» **Problem 1**:
In the passage on Lappenberg's historical works, for which collection did he edit the Chronicon of Thietmar of Merseburg?
» **Problem 2**:
Check each statement against the passage on Lappenberg's historical works and mark it yes or no, quoting the deciding words: (a) Lappenberg edited Helmold's Chronica Slavorum along with Arnold of Lübeck's continuation of it. (b) Lappenberg's other works deal mainly with the history of Bremen. (c) The Hamburgische Chroniken were reprinted in 1971.
» **Problem 3**:
Please carry the passage on Lappenberg's historical works forward from where it stops.

» **Text shown**:
════════════════

For the Monumenta Germaniae historica he edited the Chronicon of Thietmar of Merseburg, the Gesta Hammenburgensis ecclesiae pontificum of Adam of Bremen and the Chronica Slavorum of Helmold, with its continuation by Arnold of Lübeck. Lappenberg, who was a member of numerous learned societies in Europe, wrote many other historical works.

These other works deal mainly with the history of Hamburg, particularly during the era of the Hanseatic League, and include:
- Hamburgische Chroniken in niedersächsischer Sprache (Hamburg: Perthes & Mauke, 1852–1861; reprint Niederwalluf: Sändig, 1971, ISBN 3-500-23100-4)

════════════════

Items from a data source
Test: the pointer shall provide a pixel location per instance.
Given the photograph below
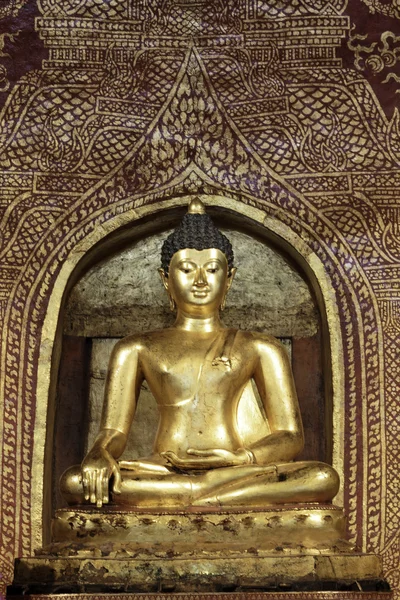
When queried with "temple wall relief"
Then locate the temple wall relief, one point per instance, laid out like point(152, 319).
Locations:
point(135, 108)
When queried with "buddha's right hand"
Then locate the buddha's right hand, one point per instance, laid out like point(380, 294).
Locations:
point(97, 469)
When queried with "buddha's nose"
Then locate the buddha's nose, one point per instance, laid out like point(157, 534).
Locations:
point(200, 279)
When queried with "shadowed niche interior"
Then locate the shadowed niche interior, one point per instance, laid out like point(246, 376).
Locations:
point(123, 294)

════════════════

» **Reply 1**:
The Monumenta Germaniae historica.

» **Reply 2**:
(a) Yes: "the Chronica Slavorum of Helmold, with its continuation by Arnold of Lübeck"
(b) No: "These other works deal mainly with the history of Hamburg"
(c) Yes: "reprint Niederwalluf: Sändig, 1971"

» **Reply 3**:
- Geschichtsquellen des Erzstiftes und der Stadt Bremen (Bremen: Heyse, 1841; reprint Aalen: Scientia-Verlag, 1967)
- Hamburgisches Urkundenbuch (Hamburg: Perthes, Besser & Mauke, 1842)
- Urkundliche Geschichte des Hansischen Stahlhofes zu London (Hamburg: Langhoff, 1851; reprint Osnabrück: Zeller, 1967)
- Hamburgische Rechtsalterthümer (Hamburg: Meissner, 1845)
- Urkundliche Geschichte des Ursprunges der deutschen Hanse (Hamburg, 1830), as editor, continuation of the work of GF Sartorius.